TEXTAUSZUG:
Dennoch ist der Genmais auf deutschen Äckern nicht zu finden: Hier herrscht seit 2009 ein nationales Anbauverbot für MON810. Danach wuchs der Mais nur auf kleinen Versuchsfeldern im Dienst der Wissenschaft. Inzwischen werden auch solche Freisetzungsversuche nicht mehr durchgeführt. Nachdem das deutsche Unternehmen BASF 2012 seine Gentechkartoffel Amflora vom europäischen Markt genommen hatte, ist das deutsche Ackerland frei von Gentechnik.

Bundeslandwirtschaftsminister Hans-Peter Friedrich (CSU) will auch den Genmais 1507 auf sämtlichen deutschen Feldern fernhalten. Damit hat er die Mehrheit der Deutschen hinter sich, die Umfragen zufolge Gentechnik in der Landwirtschaft zu 80 Prozent ablehnen. „Ich hoffe, dass es uns gelingt, mit einer Ausstiegsklausel den Anbau in Deutschland zu verhindern“, sagte Friedrich in Berlin.

(Gesammelte Dateneinträge)
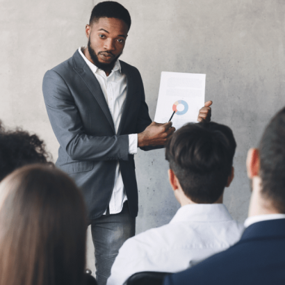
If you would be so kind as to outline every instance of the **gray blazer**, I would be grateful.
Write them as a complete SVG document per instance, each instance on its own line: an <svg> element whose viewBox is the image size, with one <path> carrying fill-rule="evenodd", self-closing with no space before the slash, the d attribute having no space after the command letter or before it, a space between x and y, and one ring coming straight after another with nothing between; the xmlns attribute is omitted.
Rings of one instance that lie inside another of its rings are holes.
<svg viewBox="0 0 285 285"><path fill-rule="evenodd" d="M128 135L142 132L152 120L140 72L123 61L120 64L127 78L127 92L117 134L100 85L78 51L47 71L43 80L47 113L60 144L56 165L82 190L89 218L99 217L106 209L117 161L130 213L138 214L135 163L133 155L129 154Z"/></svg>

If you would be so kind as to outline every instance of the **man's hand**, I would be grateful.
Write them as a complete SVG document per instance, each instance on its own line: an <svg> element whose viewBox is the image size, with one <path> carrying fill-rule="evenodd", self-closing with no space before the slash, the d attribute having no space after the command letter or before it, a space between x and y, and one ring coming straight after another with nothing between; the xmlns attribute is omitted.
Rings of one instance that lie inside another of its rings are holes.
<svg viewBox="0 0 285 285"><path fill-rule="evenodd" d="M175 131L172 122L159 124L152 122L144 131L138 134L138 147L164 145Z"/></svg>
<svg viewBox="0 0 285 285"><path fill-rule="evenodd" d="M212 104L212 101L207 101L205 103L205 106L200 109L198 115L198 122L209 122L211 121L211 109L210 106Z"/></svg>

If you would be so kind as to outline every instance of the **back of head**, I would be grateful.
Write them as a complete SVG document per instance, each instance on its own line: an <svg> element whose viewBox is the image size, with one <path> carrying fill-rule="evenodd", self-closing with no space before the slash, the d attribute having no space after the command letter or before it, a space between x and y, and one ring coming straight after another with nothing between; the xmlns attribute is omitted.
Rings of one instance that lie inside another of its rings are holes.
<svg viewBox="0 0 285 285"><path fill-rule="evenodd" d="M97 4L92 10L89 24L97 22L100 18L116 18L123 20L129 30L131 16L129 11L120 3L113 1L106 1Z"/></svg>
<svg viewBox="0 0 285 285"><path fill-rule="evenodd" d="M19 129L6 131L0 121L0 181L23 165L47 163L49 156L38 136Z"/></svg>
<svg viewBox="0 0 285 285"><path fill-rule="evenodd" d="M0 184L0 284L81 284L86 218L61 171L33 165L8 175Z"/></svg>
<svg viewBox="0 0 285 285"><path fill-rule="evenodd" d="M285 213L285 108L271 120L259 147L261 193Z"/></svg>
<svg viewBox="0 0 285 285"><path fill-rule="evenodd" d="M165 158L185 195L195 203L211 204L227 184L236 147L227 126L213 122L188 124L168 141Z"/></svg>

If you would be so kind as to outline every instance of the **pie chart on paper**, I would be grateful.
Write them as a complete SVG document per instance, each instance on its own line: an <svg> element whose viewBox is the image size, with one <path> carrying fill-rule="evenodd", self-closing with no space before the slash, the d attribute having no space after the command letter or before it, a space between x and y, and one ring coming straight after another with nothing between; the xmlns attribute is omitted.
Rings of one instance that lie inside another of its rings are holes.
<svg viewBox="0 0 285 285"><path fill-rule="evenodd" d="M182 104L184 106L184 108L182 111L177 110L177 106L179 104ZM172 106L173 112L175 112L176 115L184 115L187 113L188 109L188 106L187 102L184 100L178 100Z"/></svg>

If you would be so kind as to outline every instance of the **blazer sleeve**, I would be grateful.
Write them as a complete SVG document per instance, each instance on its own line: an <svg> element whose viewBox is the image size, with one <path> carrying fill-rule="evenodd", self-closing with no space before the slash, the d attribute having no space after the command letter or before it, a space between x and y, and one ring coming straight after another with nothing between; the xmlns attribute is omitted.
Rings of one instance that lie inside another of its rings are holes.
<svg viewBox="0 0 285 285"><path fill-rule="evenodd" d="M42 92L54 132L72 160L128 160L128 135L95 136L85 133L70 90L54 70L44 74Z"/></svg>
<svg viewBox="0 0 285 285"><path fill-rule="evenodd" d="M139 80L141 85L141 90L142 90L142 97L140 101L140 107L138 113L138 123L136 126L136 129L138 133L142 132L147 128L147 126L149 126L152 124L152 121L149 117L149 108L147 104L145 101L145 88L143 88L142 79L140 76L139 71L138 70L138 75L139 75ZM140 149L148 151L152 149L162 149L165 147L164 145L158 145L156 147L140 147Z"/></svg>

==

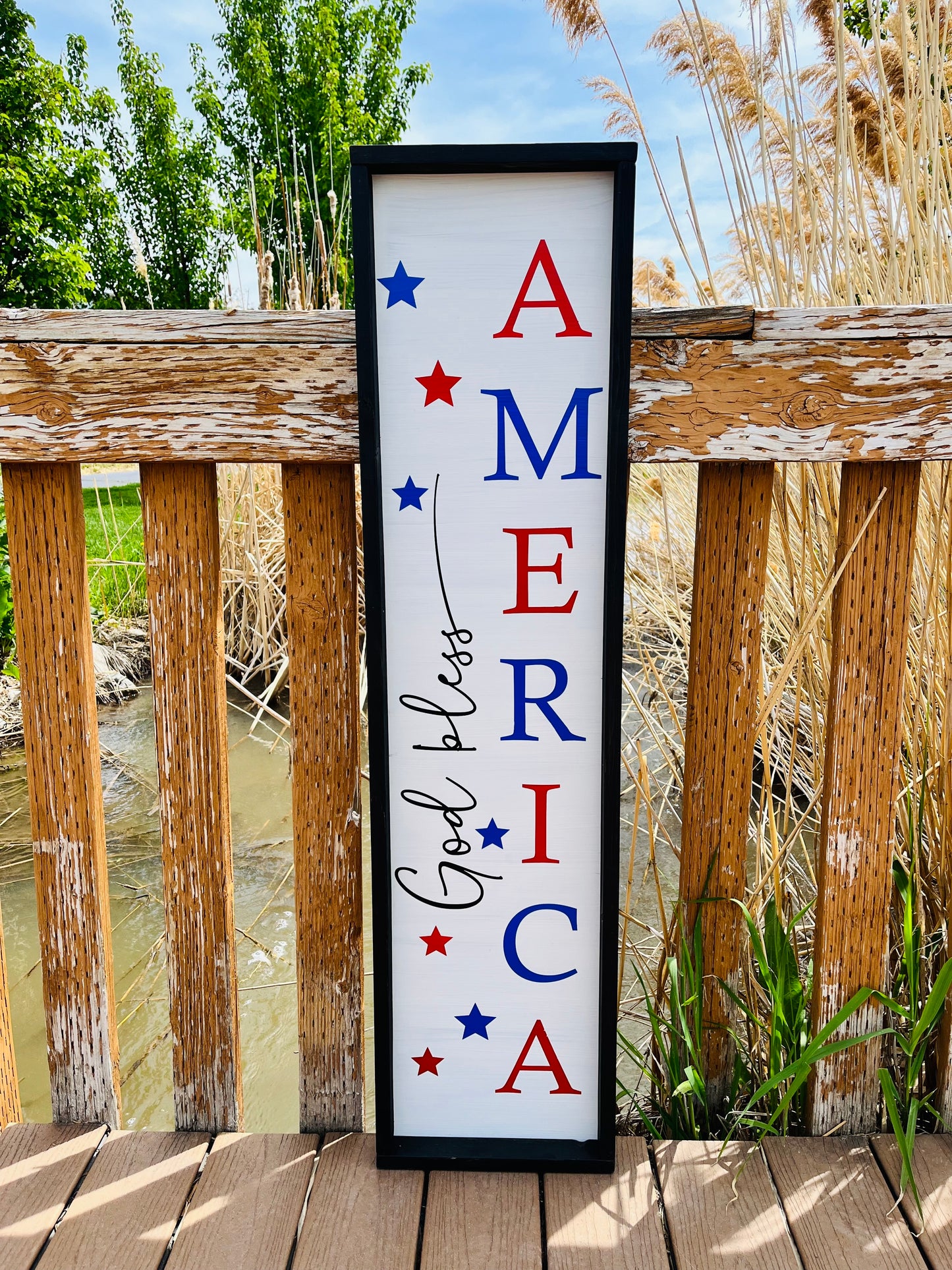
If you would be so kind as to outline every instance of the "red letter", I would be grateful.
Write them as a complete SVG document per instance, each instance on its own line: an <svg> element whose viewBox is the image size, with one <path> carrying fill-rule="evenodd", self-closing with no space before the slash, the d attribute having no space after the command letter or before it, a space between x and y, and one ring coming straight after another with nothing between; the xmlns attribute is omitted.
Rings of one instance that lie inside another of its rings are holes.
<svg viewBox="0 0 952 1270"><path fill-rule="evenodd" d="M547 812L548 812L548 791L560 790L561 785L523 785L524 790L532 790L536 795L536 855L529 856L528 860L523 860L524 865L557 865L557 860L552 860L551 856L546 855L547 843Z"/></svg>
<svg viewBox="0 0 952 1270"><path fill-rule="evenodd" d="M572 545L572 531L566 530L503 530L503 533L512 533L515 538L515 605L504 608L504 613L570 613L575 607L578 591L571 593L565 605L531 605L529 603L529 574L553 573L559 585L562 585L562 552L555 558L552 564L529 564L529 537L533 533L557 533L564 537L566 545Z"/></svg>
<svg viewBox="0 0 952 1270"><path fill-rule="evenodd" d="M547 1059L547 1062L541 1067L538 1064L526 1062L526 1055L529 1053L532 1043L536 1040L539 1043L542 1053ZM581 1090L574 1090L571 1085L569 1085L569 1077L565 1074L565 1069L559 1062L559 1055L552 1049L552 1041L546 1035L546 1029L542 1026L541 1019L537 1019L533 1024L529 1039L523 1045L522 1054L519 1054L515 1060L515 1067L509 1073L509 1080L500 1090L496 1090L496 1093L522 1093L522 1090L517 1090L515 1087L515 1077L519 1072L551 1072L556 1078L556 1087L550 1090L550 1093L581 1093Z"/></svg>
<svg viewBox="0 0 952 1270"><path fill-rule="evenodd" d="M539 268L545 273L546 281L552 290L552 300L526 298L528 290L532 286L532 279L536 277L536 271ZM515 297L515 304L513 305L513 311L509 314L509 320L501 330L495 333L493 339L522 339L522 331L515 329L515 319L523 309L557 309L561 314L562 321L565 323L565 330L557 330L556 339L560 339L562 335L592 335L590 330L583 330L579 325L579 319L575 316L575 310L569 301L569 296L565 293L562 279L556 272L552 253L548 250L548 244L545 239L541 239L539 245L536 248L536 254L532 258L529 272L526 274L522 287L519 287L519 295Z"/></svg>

DEINE AUFGABEN:
1 – Prüfe, ob die folgenden Aussagen mit dem Auszug über den Genmais übereinstimmen: (a) Seit 2009 gilt in Deutschland ein nationales Anbauverbot für MON810. (b) BASF bietet die Kartoffel Amflora weiterhin auf dem europäischen Markt an. (c) Umfragen zufolge lehnen 80 Prozent der Deutschen Gentechnik in der Landwirtschaft ab. Antworte jeweils mit Ja oder Nein und zitiere die entscheidenden Worte wörtlich.
2 – Womit will Friedrich laut dem Auszug über den Genmais den Anbau in Deutschland verhindern?
3 – Schreibe den Auszug über den Genmais ab seinem letzten Satz weiter.

LÖSUNGEN:
1 –
(a) Ja: „Hier herrscht seit 2009 ein nationales Anbauverbot für MON810.“
(b) Nein: „Nachdem das deutsche Unternehmen BASF 2012 seine Gentechkartoffel Amflora vom europäischen Markt genommen hatte“
(c) Ja: „die Umfragen zufolge Gentechnik in der Landwirtschaft zu 80 Prozent ablehnen“

2 – Mit einer Ausstiegsklausel.

3 –
Auch die Mehrheit der deutschen Flächenländer wollen keinen Genmais auf ihren Feldern. Das zeigte eine Umfrage der Deutschen Presseagentur zum Ministervorschlag, regionale Ausstiegsklauseln anzustreben. Mecklenburg-Vorpommerns Agrarminister Till Backhaus (SPD) betonte: „Ich bin strikt gegen eine Zulassung von genverändertem Mais.“ Schleswig-Holstein zeigte sich ebenfalls aufgeschlossen für eine solche Klausel: Sollte die Möglichkeit kommen, würde sie geprüft und wenn möglich umgesetzt, erklärte das Landwirtschaftsministerium.

Niedersachsen, Rheinland-Pfalz und Saarland forderten ein nationales Verbot für gentechnisch veränderte Sorten. Das baden-württembergische Ministerium betonte, man werde „alle rechtlich zur Verfügung stehenden Mittel nutzen, um einen Anbau von gentechnisch veränderten Organismen im Land zu verhindern“; ähnlich äußerten sich Hessen, Nordrhein-Westfalen, Brandenburg, Thüringen und Bayern.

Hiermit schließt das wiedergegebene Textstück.